SET EXERCISE
Nothing but the lines from the one containing "Kindly place a point on the cork" to the end of the data should be returned, each exactly as written.

───── DATA FOR THE TASK ─────

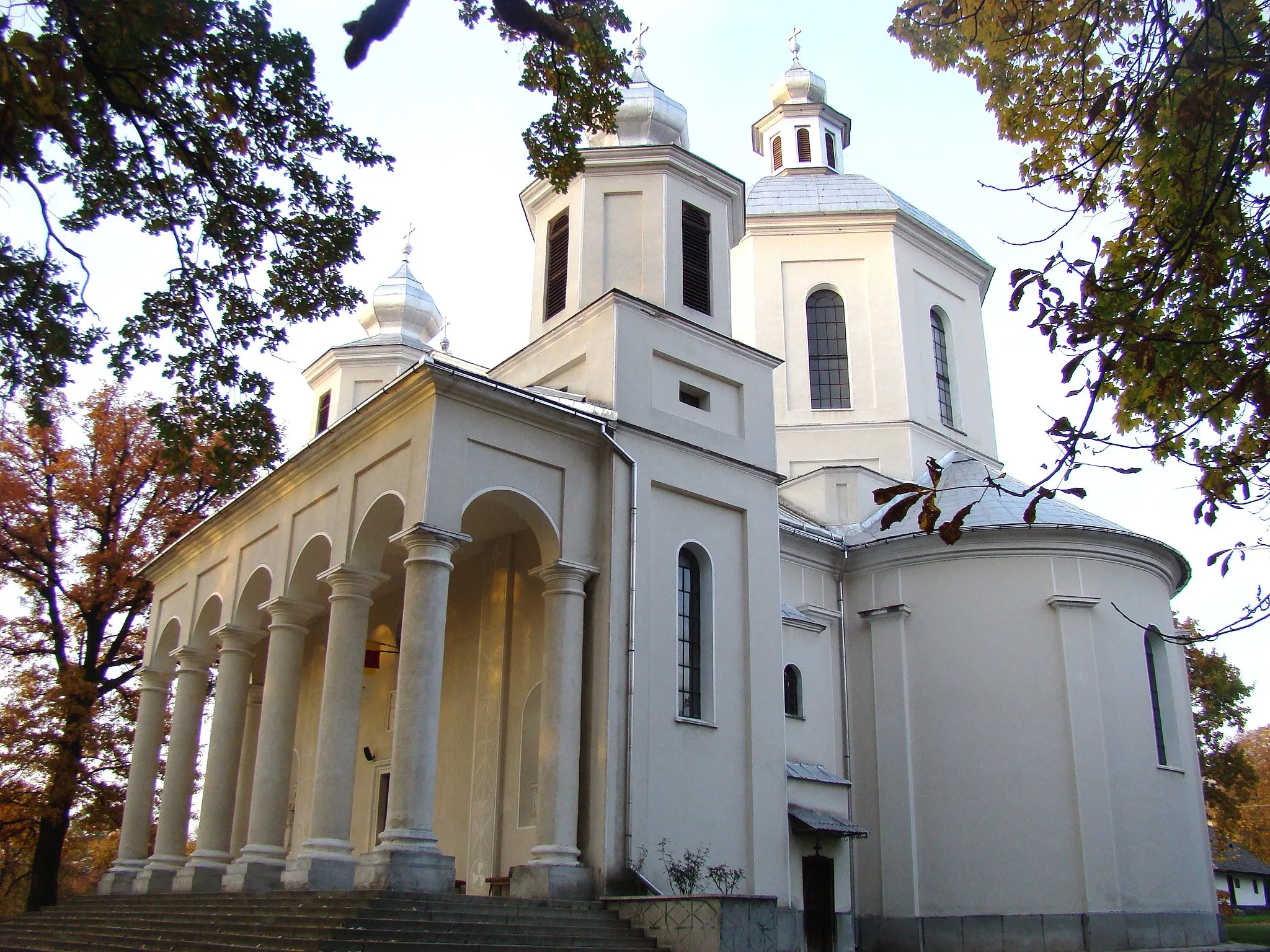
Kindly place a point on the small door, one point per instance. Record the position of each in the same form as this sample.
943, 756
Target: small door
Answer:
818, 920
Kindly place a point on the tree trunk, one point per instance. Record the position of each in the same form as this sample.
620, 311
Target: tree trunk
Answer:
63, 790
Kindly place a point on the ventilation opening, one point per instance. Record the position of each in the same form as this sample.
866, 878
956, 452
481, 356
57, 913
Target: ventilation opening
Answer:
323, 412
804, 144
558, 266
696, 258
694, 397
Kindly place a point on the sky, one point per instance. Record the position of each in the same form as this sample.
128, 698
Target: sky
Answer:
445, 102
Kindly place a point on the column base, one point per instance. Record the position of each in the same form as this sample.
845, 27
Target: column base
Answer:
257, 870
158, 875
549, 881
321, 871
408, 870
120, 878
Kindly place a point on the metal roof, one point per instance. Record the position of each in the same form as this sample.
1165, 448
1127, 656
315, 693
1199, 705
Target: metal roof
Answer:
817, 774
830, 193
824, 822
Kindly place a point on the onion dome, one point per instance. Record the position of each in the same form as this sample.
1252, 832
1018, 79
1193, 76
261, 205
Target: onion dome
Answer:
648, 116
402, 307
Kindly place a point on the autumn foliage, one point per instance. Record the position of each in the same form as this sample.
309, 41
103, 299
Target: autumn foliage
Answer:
86, 501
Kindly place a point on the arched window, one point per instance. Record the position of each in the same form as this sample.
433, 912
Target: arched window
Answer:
690, 635
827, 351
804, 144
943, 376
793, 691
558, 265
1161, 753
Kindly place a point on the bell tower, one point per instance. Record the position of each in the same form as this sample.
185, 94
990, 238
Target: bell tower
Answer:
646, 216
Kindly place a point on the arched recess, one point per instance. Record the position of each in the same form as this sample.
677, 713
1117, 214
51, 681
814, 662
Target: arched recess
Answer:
313, 560
255, 593
208, 619
161, 658
497, 511
371, 541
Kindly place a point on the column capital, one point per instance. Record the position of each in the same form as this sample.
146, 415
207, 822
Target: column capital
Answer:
192, 659
290, 611
155, 679
430, 544
563, 575
352, 580
238, 638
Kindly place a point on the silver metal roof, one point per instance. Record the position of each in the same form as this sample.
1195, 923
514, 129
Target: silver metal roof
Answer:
830, 193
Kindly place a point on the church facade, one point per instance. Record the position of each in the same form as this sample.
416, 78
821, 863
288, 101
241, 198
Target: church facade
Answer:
630, 587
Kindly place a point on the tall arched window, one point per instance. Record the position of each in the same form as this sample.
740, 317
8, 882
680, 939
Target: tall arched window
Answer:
1161, 753
690, 635
943, 376
827, 351
804, 144
793, 691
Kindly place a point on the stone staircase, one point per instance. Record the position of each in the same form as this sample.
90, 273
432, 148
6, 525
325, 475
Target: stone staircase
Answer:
321, 922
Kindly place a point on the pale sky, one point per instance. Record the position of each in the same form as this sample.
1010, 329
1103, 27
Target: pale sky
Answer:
445, 102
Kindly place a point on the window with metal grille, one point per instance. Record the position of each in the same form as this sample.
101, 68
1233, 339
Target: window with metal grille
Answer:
690, 635
943, 377
1161, 754
323, 412
793, 691
696, 258
827, 351
558, 265
804, 144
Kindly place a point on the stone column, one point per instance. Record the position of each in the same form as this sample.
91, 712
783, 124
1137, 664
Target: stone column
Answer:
143, 775
556, 870
247, 767
407, 856
210, 860
260, 863
178, 785
326, 860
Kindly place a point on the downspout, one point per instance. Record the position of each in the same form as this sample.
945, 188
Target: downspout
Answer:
846, 753
628, 835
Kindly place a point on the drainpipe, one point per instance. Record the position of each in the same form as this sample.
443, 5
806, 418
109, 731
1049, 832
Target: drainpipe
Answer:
628, 852
846, 753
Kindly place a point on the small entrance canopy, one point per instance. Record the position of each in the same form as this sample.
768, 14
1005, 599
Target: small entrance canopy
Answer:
808, 821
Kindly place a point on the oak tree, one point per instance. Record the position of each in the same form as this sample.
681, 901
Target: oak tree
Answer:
86, 500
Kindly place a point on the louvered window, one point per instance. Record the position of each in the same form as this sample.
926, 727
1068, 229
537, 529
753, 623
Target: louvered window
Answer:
804, 144
827, 351
323, 412
696, 258
943, 376
558, 265
690, 635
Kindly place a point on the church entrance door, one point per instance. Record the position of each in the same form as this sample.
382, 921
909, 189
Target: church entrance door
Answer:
818, 919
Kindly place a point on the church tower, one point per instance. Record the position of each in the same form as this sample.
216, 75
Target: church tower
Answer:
646, 216
873, 305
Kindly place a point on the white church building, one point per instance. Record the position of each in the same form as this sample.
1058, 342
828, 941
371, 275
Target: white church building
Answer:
630, 586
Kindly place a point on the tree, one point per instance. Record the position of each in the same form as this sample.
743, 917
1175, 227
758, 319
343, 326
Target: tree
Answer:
1219, 696
79, 517
1152, 115
572, 59
201, 125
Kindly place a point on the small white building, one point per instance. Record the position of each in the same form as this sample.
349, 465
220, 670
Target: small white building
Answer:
630, 584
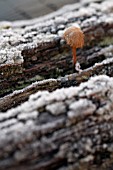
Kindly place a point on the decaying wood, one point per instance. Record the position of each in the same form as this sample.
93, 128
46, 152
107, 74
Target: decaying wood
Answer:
14, 99
36, 47
66, 129
70, 128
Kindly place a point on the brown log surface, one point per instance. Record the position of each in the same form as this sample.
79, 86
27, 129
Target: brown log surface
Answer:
66, 129
60, 127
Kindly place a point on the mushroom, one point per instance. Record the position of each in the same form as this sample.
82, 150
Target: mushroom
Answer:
75, 38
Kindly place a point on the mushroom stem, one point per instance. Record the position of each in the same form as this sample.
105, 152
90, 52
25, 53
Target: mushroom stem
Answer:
74, 55
74, 58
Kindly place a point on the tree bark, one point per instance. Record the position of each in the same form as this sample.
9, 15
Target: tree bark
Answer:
65, 129
70, 128
35, 50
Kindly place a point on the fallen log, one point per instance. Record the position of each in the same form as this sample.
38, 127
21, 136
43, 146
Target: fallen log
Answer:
70, 128
33, 50
66, 129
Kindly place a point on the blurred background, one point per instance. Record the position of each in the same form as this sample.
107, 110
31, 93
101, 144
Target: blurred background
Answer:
11, 10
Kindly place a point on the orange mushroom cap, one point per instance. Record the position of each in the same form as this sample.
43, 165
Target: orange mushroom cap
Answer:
74, 37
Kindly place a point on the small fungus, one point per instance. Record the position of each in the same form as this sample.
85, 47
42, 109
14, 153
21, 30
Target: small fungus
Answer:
75, 38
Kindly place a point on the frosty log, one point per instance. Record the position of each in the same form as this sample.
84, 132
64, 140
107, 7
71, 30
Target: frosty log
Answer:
34, 50
67, 129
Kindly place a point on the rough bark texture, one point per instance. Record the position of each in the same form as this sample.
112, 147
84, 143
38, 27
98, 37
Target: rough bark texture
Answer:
67, 129
34, 50
58, 129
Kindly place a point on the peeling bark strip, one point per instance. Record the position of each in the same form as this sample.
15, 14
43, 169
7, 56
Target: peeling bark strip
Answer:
35, 47
70, 128
14, 99
67, 129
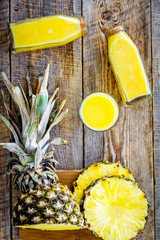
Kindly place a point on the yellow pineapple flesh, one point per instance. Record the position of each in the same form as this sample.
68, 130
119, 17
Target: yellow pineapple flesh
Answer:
96, 171
115, 208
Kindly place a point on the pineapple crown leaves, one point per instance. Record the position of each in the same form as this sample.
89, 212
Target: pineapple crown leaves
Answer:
31, 131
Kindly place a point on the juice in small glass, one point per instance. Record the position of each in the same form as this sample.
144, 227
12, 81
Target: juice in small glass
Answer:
127, 66
99, 111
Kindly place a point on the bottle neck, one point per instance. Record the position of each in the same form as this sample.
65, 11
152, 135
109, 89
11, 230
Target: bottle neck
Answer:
84, 28
114, 30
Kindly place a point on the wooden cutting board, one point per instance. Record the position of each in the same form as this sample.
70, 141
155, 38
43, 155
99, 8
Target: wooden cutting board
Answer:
66, 177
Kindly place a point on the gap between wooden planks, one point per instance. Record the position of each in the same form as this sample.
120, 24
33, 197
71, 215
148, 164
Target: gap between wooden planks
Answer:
66, 177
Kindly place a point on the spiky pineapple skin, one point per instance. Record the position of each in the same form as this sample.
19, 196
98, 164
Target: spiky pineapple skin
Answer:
87, 194
108, 168
52, 204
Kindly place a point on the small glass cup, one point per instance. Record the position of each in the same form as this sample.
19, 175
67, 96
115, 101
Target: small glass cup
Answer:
113, 106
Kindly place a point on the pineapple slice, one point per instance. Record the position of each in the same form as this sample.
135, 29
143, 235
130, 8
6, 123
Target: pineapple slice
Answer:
96, 171
115, 208
51, 207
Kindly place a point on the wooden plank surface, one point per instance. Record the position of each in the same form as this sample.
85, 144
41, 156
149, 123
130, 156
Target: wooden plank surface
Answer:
86, 69
5, 194
156, 107
130, 141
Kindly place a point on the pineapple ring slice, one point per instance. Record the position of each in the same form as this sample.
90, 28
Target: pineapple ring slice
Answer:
96, 171
115, 208
51, 227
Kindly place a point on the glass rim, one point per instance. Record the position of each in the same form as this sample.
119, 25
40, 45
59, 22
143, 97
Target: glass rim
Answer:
105, 129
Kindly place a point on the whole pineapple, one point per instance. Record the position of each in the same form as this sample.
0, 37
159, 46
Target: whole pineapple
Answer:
44, 204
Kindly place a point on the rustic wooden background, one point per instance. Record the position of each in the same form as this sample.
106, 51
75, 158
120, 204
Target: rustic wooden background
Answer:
135, 139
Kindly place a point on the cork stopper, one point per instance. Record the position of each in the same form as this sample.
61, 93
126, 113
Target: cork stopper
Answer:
84, 28
114, 30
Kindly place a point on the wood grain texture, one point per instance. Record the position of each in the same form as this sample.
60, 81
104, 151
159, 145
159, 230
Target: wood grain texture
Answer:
130, 141
156, 107
57, 235
5, 224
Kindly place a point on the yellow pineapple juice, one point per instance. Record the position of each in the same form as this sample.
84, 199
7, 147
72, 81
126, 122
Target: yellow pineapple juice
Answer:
127, 66
46, 32
99, 111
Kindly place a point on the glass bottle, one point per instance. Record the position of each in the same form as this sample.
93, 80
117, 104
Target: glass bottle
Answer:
46, 32
127, 66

─────

WORKED ANSWER
Kindly place a point on the cork stopper, one point per instance. Record the position of each in the same form as this sample.
61, 93
126, 113
Target: cork stopper
Answer:
84, 28
114, 30
Kindly place a point on the wood grain texture, one point per instance. Record the position of each in the same form as this sample.
60, 81
104, 151
159, 145
159, 230
Target: wood grain texture
Answer:
130, 141
156, 107
57, 235
5, 224
Kindly place a point on the yellow pineapple juice, one point per instance. Record the position of each in the same form as this sample.
84, 199
7, 147
72, 81
126, 122
Target: yellow pineapple juice
Answer:
127, 66
46, 32
99, 111
Kindly place a point on the glass bottle, one point per instance. Record the position of each in the same form as this sample.
93, 80
117, 104
Target: glass bottle
Answer:
46, 32
127, 66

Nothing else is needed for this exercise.